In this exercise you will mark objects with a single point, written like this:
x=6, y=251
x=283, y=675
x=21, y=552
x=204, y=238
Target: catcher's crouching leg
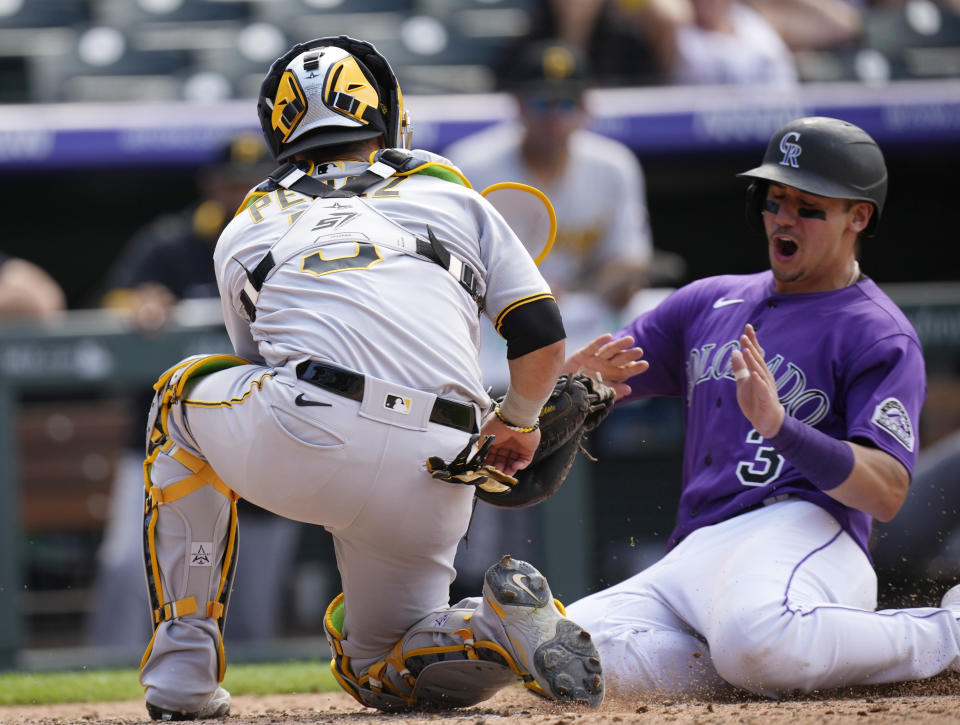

==

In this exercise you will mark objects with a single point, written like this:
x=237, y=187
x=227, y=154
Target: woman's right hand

==

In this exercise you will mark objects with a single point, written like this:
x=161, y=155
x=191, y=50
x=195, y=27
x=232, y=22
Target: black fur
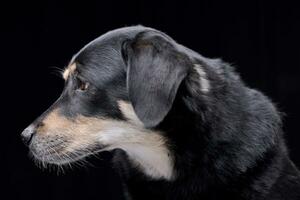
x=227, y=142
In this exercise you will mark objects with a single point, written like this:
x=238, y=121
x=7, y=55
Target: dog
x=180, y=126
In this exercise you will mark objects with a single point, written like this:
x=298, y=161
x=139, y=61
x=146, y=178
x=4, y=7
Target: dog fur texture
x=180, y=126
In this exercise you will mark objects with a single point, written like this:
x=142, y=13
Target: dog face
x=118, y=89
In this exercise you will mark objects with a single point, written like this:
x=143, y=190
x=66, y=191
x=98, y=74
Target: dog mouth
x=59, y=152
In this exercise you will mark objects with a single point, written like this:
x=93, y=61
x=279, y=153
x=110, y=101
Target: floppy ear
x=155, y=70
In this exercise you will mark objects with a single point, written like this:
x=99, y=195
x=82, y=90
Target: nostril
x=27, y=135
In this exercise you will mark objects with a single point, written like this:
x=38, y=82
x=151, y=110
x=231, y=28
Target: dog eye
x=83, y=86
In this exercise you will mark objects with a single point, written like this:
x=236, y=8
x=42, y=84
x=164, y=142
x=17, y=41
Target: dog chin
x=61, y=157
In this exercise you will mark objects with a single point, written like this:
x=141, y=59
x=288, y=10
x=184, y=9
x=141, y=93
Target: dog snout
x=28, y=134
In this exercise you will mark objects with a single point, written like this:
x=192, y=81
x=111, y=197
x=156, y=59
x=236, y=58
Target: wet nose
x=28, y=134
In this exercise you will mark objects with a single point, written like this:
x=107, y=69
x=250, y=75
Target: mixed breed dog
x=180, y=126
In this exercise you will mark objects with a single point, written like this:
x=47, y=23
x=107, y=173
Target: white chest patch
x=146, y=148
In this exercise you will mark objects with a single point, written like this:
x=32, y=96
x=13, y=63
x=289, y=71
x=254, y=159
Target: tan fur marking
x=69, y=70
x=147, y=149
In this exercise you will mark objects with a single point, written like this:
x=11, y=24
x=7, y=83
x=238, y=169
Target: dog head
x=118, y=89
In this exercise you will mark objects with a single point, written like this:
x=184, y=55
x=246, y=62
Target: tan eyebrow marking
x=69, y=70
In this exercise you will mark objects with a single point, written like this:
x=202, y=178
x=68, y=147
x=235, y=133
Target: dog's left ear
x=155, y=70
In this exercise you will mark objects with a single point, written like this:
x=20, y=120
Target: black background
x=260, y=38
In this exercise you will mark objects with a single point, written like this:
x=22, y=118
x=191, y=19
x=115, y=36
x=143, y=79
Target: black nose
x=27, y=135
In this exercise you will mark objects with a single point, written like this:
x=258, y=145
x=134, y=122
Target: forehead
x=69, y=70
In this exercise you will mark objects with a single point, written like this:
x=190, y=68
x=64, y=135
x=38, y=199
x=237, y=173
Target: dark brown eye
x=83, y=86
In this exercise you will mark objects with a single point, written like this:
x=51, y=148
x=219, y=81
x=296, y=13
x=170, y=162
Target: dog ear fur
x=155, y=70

> _Your instructions_
From the material above, set down exactly the lines between the line holding "Target: dog's left ear" and the line holding "x=170, y=162", inclusive. Include nothing else.

> _Task solution_
Target: dog's left ear
x=155, y=70
In this exercise you will mark objects with a single point, written like this:
x=20, y=120
Target: black background
x=260, y=38
In this exercise you will mark objects with a single point, written like this:
x=22, y=118
x=191, y=19
x=115, y=36
x=143, y=79
Target: black nose
x=27, y=135
In this exercise you will mark objects with a single point, written like this:
x=258, y=145
x=134, y=122
Target: forehead
x=69, y=70
In this exercise you will mark objects with a single point, written like this:
x=190, y=68
x=64, y=135
x=38, y=199
x=237, y=173
Target: dark brown eye
x=83, y=86
In this exercise you will mark objects with a single point, written like this:
x=51, y=148
x=219, y=81
x=296, y=13
x=170, y=162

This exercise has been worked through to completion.